===== Data listing =====

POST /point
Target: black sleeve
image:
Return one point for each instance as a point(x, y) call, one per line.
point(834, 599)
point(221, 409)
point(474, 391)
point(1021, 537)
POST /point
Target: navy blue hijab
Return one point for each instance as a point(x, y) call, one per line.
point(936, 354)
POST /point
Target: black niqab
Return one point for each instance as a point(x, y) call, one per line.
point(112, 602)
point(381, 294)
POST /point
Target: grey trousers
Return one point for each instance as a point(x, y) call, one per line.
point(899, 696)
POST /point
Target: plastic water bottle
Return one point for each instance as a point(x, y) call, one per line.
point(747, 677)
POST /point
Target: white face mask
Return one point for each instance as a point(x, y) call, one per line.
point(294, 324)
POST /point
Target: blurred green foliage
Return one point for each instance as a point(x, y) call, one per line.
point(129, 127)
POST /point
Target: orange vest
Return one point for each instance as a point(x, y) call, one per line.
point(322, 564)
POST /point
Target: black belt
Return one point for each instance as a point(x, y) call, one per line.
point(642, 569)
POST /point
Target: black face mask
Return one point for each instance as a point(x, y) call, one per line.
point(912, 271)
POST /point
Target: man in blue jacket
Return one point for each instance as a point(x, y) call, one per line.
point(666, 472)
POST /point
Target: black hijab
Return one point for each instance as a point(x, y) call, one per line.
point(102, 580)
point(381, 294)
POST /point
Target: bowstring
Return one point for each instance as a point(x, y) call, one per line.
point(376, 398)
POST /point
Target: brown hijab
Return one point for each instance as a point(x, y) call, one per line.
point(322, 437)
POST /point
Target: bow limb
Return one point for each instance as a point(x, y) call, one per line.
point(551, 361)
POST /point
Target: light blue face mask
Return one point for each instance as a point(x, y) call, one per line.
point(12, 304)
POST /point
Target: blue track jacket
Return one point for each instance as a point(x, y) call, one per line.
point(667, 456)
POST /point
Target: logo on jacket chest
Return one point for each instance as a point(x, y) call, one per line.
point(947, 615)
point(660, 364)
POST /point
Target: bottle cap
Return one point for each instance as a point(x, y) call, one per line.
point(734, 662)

=====

**Problem details**:
Can you reproduce every line above unchanged, from the first through the last?

**Output for this exercise**:
POST /point
Target: black sleeve
image:
Return one point for each instance as a point(x, y) call, one per line.
point(834, 599)
point(221, 409)
point(474, 391)
point(1021, 537)
POST /point
Target: navy blue hijab
Return one point for each instance as a point(x, y) call, one per line.
point(936, 354)
POST /point
Target: black niqab
Return one point for each instance as a point(x, y) call, one per line.
point(112, 602)
point(381, 294)
POST /point
Target: grey trousers
Return one point for each instance as a point(x, y) call, one per line.
point(899, 696)
POST /point
Target: plastic water bottle
Return one point for each instance as a point(x, y) call, one per line.
point(747, 677)
POST /point
Target: white face mask
Return one point for each instance as a point(x, y) call, one per line.
point(294, 324)
POST /point
Target: blurred green foliage
Return one point for each instance as a point(x, y) call, one per line.
point(129, 127)
POST /point
Target: orange vest
Return one point for each instance as a point(x, y) call, one per line.
point(322, 564)
POST /point
Target: black belt
Return one point for each instance as a point(x, y) call, one per line.
point(642, 569)
POST /point
Target: black face mask
Return one point for each instance as a point(x, y) call, one per line.
point(912, 271)
POST /point
Target: man in blue jacket
Return one point for each instance as a point(x, y) call, one per line.
point(666, 472)
POST /point
Target: black hijab
Return one point for each instance as a point(x, y) call, one per line.
point(102, 580)
point(381, 294)
POST /point
Target: bowstring
Return one point for each instance as a point(x, y) call, one per line.
point(376, 398)
POST /point
Target: brown hijab
Return one point for each instance as a point(x, y) call, one per line.
point(322, 437)
POST /point
Target: bow limb
Return one point for each instance as a point(x, y) call, one per line.
point(551, 361)
POST /point
Target: light blue face mask
Return one point for each instance as a point(x, y) call, one per line.
point(12, 304)
POST /point
Target: blue track jacket
Return one point for each instance as a point(x, y) call, one per line.
point(667, 456)
POST /point
Target: logo on jacket chest
Return one point for each instance as a point(x, y) call, one per line.
point(947, 615)
point(660, 364)
POST /point
Target: bottle cap
Return one point for each instance as a point(x, y) call, one per line.
point(734, 662)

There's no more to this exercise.